» **EXTRACT**:

BEGIN

No visitors have been allowed for the past three months, nor are we provided with any religious services. . .

Since we have been on lockdown, we have been having trouble with the officers doing their jobs. If we ask them for writing paper, envelopes or request forms, they will not bring it, especially if we’re housed on the upper tier. One inmate asked an officer for some toilet paper. She said, “I’m not walking upstairs to give you any toilet paper. You better use a shirt,” and left the block.

He also describes an instance when another prisoner had fallen in his cell and his pleas for help were ignored by staff:

The major problem we have is that officers do not respond when we hit out call buttons. . . Nobody ever comes to see what we want until we start kicking on the cell doors. There were several incidents where an inmate was feeling dizzy and pushing his cell button every couple of minutes. Nobody came. He passed out and we had to kick on the doors for about 20 minutes before anyone came.

Another member from the Close Custody population describes a similar incident:

An inmate’s back gave out on him and he fell to the floor. He started banging on the door with his brush for 15 minutes but no one came to check on him. So we started kicking on the doors, and kicked for almost an hour before an officer came. She looked in his cell and started laughing at him. She left and came back with another officer. She looked in at him again and laughed. They both left and came back with a sergeant, who looked at the inmate and said, “Why don’t you just do us all a favor and die.” Then the sergeant called nurse and they came and took him to Medical – after he’d laid on the floor for about an hour and 10 minutes. . .

END

» **DATA EXTRACTS**:
BEGIN

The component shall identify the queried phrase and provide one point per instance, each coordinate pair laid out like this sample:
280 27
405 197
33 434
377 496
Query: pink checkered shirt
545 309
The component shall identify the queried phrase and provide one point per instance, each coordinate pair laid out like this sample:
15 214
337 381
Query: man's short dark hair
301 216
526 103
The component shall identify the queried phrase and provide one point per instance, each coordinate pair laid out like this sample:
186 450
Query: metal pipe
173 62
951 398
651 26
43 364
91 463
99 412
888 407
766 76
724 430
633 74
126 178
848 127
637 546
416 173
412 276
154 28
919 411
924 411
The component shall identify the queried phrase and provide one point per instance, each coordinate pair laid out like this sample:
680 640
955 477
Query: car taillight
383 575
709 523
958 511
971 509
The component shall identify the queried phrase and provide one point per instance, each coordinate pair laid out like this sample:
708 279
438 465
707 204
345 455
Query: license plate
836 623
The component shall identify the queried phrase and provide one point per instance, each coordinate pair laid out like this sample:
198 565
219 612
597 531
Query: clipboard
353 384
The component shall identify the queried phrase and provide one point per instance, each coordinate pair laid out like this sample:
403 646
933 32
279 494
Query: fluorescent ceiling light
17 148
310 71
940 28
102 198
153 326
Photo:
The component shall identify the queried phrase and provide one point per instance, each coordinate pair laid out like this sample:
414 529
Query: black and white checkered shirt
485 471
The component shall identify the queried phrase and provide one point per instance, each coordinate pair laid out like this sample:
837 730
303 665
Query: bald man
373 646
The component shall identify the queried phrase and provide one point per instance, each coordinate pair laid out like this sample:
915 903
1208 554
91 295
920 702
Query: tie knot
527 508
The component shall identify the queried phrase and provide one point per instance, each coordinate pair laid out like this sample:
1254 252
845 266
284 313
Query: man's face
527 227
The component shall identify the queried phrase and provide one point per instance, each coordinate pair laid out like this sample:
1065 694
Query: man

END

» **ACTIONS TO TAKE**:
1. According to the lockdown accounts, how long had visitors not been allowed?
2. Return the part of the lockdown accounts between "No visitors have" and "left the block.", inclusive.
The material is separate from the lockdown accounts.

» **EXPECTED RESULTS**:
1. For the past three months.

2.
No visitors have been allowed for the past three months, nor are we provided with any religious services. . .

Since we have been on lockdown, we have been having trouble with the officers doing their jobs. If we ask them for writing paper, envelopes or request forms, they will not bring it, especially if we’re housed on the upper tier. One inmate asked an officer for some toilet paper. She said, “I’m not walking upstairs to give you any toilet paper. You better use a shirt,” and left the block.